Problem:
Determine how many lines in the records hold "eagle", and give that number with nothing added.

_ _ _

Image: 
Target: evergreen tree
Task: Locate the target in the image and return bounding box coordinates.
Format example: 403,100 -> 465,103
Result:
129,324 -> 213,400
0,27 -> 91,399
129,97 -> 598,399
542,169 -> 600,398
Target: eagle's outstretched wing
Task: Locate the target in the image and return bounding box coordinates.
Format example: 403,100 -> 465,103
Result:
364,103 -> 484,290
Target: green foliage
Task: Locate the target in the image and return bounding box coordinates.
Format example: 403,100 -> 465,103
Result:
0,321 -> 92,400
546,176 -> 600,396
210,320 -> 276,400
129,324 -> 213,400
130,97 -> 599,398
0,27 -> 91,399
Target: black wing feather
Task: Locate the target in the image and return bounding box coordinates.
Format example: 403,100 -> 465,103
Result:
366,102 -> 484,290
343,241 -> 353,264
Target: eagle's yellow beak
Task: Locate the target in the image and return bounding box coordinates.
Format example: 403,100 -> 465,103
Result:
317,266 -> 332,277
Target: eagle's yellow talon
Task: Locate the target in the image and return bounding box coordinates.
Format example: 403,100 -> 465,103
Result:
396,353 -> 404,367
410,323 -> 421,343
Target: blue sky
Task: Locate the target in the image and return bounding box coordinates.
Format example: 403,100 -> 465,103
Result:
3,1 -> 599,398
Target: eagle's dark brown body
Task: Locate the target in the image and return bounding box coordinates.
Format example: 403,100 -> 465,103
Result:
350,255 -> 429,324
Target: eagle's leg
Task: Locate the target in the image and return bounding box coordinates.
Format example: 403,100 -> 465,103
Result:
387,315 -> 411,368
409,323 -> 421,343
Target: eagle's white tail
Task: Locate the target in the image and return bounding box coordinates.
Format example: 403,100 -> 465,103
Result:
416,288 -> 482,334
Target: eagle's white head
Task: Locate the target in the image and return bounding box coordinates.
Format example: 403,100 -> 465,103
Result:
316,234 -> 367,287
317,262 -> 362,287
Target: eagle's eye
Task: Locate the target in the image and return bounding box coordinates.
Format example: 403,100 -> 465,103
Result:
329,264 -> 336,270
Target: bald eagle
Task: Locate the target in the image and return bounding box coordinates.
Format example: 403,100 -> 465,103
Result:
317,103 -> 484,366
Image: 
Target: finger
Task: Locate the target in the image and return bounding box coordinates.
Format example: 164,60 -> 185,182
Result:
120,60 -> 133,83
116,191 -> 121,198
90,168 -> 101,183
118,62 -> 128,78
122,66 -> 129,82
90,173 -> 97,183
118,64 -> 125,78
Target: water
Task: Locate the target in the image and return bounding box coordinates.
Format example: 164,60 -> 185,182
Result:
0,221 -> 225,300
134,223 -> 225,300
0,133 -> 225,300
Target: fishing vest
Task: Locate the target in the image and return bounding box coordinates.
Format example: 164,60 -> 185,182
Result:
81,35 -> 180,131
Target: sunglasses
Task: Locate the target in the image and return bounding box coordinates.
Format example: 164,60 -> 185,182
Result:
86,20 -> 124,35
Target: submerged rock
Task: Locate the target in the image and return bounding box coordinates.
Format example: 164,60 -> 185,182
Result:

_ _ _

Answer to this task:
9